# READING TEXT
[Start of Attachment]
And so if you do need to share something that's really bothering you and it's going to come out negative, please don't do it in the team meeting, come pull me aside. I'm happy to hear you out and provide you with some support. So come and talk to me about that. I want you to be able to feel like you can share how you feel. But please, if what you're going to share is going to be real negative, please don't use the team meeting atmosphere as the opportunity to vent that. Because that, again, can bring everyone else down in the room or a lot of other people down in the room.

And then I ask them, what could you do next time you want to share in a team meeting that could be more constructive or more positive and still be able to contribute and share your opinion? And to get them thinking about what else they could do other than just getting into a rant of a complaint. And I found that people typically respond pretty well to that. And they won't be as negative in the next meeting.

So that's how I would handle that kind of thing. But don't just let people-- don't just let people be negative, if you feel like they're having a negative impact on others. We have a responsibility as the lead of the team, as the supervisor to make sure the team environment is as positive and helpful for everybody as possible. And I don't want to let one or two people who are real negative bring everyone else down.

So I will call them in, and multiple times, if I have to, if they continue to be negative, and coach them to be a little bit more positive or at least maybe neutralize some of the negativity. I found some people then will get real quiet. Sometimes I've done that in the past. And they'll stop being quite as negative. But then they won't say much. I would rather have them not say much. If they're really negative and all they're going to do is vent negativity and bring people down around them, I'd rather them not say much than go on those negative rants. So I hope that helps.

"Any ideas for free or low cost team building?" That's a great question, folks. And so yeah. So team meetings doing icebreakers are free. I love that. I think that's the best way to do. Honestly, in all the years I've been doing this-- and I have tried-- again, managing people now for going on 30 years. I have tried a lot of things.

I've taken people to the beach. We've gone out to restaurants. We've gone bowling. We've gathered in some someone's backyard on the team for a barbecue. I mean, we've done lots and lots and lots of different team building things over the years. And they're all good. They're all comfortable.

But the problem is it's inconsistent. Getting everyone together off-site is hard to do. Sometimes it's expensive and not something that it's easy for people to do. And sometimes people aren't interested. They don't want to bond with their teammates after hours. So we have to find ways to do it during the day.

That's why I find getting teams together during the workday, during regular team meetings and doing icebreakers or bringing in food to a team meeting or those kinds of things. And you can-- if you don't have a budget for that, just do a potluck and have everyone bring in a meal and then share together.
[End of Attachment]
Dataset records
[Start of Attachment]
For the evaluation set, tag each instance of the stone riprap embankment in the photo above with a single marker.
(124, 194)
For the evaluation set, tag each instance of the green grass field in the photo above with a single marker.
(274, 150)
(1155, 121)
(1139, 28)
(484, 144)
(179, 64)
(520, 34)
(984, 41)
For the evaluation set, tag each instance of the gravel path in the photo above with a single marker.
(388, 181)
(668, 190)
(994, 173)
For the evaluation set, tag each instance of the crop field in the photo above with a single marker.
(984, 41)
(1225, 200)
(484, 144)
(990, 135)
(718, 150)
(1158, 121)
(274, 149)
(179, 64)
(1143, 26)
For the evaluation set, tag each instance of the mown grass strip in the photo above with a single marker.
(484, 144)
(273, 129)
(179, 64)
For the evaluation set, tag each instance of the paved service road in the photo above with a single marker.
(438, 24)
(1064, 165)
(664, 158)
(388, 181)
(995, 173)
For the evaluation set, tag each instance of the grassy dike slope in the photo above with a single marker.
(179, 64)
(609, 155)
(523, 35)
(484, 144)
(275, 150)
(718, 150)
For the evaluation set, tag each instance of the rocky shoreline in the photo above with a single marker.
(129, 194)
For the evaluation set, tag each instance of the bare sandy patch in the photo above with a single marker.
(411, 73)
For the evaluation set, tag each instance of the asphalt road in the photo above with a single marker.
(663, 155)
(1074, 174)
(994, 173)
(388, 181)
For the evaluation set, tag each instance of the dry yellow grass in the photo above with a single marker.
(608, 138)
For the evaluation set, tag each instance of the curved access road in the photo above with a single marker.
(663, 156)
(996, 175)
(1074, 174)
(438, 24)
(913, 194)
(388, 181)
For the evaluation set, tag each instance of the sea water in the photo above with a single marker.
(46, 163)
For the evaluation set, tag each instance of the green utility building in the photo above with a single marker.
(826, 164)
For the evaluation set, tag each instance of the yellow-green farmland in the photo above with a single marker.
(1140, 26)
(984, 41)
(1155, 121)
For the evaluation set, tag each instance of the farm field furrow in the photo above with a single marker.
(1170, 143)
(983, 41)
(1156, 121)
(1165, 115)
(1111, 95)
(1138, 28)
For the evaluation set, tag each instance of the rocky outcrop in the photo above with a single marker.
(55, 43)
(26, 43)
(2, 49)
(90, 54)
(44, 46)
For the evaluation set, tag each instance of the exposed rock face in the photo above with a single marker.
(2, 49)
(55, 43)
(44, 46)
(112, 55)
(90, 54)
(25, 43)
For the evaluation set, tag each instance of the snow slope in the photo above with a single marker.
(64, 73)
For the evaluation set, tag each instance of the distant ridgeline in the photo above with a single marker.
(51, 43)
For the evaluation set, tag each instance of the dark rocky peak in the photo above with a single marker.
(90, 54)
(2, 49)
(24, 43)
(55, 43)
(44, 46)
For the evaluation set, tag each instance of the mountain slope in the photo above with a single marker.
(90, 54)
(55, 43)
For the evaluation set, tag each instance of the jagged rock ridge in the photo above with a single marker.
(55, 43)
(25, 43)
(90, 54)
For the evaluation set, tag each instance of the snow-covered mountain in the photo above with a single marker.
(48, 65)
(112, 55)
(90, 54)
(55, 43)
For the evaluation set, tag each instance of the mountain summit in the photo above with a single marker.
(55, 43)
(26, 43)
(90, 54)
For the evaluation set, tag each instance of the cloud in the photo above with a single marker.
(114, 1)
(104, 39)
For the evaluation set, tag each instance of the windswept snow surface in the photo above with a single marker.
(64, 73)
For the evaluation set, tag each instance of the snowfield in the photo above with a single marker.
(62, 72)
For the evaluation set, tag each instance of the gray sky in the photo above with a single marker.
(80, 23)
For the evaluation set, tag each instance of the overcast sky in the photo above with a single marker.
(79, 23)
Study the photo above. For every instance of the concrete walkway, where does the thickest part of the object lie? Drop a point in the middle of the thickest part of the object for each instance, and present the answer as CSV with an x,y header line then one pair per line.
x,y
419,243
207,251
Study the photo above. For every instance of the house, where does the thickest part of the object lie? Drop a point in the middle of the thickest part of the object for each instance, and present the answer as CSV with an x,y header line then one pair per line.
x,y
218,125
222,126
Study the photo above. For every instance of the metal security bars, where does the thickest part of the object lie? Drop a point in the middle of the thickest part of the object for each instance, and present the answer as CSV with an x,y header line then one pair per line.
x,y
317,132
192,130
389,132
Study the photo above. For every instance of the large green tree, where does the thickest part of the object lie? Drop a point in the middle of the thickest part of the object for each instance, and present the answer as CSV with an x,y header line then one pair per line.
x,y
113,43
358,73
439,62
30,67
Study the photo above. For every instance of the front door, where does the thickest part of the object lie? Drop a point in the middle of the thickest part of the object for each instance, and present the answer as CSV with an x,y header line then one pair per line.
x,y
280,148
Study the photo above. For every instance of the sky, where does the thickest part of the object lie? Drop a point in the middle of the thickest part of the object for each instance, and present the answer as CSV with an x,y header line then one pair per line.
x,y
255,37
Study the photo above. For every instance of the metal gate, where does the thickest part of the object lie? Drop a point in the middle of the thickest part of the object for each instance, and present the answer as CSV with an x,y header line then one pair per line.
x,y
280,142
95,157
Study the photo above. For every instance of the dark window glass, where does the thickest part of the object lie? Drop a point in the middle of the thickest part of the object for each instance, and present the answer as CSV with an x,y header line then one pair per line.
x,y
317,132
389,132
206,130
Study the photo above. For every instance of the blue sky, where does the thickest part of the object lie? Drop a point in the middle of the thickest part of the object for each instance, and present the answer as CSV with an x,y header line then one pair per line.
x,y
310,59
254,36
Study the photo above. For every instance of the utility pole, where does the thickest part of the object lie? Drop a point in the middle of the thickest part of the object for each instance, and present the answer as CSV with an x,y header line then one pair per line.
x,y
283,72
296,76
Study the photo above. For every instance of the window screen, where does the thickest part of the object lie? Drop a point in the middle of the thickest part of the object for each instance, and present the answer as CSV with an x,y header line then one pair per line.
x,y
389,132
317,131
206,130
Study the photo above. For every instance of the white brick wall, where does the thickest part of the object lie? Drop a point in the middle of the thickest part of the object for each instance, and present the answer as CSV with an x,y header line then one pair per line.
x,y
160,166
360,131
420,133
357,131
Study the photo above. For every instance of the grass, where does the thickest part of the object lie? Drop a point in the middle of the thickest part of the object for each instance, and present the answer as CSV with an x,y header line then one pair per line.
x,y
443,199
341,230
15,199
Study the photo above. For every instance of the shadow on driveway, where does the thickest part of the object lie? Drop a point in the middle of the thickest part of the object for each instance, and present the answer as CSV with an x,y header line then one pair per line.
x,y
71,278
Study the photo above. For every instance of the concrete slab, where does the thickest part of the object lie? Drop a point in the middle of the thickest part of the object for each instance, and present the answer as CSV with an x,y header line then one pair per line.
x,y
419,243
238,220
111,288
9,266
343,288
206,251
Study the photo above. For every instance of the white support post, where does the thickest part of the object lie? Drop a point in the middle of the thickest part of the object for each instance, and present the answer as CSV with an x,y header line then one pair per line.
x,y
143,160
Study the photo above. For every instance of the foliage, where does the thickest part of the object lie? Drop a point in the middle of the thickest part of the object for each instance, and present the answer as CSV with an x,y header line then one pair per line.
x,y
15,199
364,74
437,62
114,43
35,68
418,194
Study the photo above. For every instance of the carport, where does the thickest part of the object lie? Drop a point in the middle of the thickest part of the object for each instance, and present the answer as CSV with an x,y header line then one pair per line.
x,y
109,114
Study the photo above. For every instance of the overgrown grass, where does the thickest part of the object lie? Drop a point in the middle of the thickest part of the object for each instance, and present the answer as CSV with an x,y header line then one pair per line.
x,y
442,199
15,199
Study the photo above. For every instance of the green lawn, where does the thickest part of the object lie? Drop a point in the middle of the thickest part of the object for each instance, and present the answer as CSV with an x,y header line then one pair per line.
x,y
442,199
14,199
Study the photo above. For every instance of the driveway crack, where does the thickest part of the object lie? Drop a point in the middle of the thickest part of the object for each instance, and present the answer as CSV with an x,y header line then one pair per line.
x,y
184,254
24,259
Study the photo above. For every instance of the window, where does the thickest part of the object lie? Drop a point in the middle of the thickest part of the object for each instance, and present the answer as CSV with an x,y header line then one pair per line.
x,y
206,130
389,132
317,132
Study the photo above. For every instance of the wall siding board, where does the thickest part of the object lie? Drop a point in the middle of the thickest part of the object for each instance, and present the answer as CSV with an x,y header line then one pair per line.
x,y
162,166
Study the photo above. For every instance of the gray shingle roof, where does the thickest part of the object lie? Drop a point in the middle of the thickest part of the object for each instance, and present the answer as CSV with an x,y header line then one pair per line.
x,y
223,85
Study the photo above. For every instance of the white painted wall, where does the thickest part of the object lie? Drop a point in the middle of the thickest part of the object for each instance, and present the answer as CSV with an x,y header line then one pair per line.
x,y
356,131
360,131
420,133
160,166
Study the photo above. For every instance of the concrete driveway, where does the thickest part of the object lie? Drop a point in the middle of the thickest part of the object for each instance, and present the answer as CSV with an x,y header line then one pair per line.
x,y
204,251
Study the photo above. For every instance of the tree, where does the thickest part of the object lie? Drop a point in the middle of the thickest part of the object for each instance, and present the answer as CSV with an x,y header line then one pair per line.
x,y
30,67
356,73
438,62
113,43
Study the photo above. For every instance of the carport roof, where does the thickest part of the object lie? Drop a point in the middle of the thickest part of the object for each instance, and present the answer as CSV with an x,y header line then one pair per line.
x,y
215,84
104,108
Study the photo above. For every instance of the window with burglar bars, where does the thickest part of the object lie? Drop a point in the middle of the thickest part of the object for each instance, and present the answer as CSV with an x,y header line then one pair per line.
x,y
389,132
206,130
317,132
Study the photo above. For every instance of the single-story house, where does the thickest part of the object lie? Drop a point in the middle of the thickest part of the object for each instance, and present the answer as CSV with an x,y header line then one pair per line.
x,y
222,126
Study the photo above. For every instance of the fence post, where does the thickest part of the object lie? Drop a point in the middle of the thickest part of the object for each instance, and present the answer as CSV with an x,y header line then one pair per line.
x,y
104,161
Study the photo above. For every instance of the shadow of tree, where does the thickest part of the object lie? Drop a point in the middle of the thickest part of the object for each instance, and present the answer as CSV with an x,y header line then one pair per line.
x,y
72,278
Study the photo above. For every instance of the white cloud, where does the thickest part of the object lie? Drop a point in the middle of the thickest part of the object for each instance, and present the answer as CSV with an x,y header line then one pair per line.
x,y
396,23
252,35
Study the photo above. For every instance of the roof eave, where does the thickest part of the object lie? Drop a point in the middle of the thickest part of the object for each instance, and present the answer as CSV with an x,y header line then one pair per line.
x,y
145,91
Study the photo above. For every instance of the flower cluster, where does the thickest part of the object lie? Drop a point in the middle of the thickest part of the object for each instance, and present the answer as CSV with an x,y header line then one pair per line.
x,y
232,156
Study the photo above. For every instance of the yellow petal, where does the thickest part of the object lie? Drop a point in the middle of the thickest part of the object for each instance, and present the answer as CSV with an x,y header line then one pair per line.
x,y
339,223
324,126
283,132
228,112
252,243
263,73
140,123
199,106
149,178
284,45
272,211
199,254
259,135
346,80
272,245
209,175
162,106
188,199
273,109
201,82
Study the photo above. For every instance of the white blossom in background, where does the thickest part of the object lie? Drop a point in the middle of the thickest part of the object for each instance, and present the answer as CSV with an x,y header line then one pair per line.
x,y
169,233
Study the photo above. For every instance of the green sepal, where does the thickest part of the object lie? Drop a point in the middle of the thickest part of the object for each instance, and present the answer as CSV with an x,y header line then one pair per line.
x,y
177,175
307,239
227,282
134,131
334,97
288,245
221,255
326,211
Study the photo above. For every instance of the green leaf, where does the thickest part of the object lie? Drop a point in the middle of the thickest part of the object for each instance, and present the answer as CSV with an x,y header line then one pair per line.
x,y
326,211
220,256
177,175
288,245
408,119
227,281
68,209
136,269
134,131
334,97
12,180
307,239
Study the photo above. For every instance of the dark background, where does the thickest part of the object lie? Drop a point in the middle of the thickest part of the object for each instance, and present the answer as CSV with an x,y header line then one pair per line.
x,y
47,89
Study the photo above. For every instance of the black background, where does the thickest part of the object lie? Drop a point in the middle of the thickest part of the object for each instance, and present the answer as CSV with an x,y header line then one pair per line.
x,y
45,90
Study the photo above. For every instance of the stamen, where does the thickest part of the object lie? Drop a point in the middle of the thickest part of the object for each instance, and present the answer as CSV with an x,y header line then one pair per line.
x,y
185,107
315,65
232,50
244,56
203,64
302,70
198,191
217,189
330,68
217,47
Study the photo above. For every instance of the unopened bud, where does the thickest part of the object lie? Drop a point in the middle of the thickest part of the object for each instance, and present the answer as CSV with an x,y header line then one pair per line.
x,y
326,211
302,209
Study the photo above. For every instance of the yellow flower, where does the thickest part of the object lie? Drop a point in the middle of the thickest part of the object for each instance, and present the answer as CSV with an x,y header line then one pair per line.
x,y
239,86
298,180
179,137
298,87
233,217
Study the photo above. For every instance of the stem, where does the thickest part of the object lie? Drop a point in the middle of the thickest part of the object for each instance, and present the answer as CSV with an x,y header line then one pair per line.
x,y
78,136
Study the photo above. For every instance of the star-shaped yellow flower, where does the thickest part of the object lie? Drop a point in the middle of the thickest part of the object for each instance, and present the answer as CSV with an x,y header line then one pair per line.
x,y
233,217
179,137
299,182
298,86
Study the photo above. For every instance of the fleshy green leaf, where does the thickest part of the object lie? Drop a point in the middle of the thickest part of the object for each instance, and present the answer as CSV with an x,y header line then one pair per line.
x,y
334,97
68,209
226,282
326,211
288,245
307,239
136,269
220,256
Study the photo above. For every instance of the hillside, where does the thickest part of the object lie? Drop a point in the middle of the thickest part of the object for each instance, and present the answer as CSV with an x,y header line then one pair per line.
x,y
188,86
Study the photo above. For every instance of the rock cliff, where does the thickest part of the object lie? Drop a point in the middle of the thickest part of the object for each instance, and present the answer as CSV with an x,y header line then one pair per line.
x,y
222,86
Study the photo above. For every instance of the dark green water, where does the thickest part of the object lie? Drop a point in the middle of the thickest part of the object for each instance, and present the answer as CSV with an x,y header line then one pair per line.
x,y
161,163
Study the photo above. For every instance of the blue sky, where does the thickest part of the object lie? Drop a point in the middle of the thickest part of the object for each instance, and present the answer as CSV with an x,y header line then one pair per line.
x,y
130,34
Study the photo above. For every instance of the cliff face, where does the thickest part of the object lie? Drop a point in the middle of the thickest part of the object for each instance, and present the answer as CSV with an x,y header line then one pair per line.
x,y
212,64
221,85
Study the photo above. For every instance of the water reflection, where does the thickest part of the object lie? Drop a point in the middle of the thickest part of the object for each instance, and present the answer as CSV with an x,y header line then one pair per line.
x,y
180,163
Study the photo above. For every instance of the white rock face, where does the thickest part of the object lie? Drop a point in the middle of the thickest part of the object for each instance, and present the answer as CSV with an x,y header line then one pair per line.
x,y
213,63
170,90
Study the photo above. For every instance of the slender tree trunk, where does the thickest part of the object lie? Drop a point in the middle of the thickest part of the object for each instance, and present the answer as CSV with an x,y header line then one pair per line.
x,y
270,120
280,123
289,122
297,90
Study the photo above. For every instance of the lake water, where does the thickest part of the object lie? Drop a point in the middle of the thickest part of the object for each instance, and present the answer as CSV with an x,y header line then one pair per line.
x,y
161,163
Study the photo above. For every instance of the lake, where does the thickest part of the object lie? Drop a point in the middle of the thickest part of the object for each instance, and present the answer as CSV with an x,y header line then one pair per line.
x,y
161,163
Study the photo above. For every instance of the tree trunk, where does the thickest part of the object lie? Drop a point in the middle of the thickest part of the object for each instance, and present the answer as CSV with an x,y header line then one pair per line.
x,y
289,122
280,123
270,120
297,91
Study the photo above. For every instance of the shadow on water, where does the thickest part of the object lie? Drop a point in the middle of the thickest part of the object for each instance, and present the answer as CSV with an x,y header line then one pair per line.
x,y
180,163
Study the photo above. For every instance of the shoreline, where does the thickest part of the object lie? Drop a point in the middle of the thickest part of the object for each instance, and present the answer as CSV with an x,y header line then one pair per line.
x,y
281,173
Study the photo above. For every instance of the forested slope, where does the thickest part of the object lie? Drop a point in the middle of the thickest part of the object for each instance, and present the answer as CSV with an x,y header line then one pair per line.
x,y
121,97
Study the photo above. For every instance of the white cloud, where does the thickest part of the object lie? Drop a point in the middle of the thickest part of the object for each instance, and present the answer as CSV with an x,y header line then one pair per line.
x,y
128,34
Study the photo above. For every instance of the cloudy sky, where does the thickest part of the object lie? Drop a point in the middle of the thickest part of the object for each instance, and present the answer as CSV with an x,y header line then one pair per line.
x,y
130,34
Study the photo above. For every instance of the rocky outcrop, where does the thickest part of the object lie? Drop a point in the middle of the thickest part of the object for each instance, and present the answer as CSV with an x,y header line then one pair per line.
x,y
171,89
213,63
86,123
[End of Attachment]
# WORK REQUEST A
Answer these from the talk on team meetings:
(i) What does the speaker ask a person to do instead of venting something negative in the team meeting?
(ii) For how long has the speaker been managing people?
(iii) What does the speaker suggest doing if there is no budget for food at a team meeting?
# WORK REQUEST B
Decide whether each statement agrees with the talk on team meetings. Answer yes or no, and quote the words from the talk that decide it.
(i) The speaker says getting everyone together off-site is easy.
(ii) The speaker would rather very negative people say little than go on negative rants.
(iii) The speaker has taken a team bowling.

# ANSWER BOX A
(i) Come pull the speaker aside.
(ii) Going on 30 years.
(iii) Do a potluck, with everyone bringing in a meal to share together.

# ANSWER BOX B
(i) No: "Getting everyone together off-site is hard to do."
(ii) Yes: "I'd rather them not say much than go on those negative rants."
(iii) Yes: "We've gone bowling."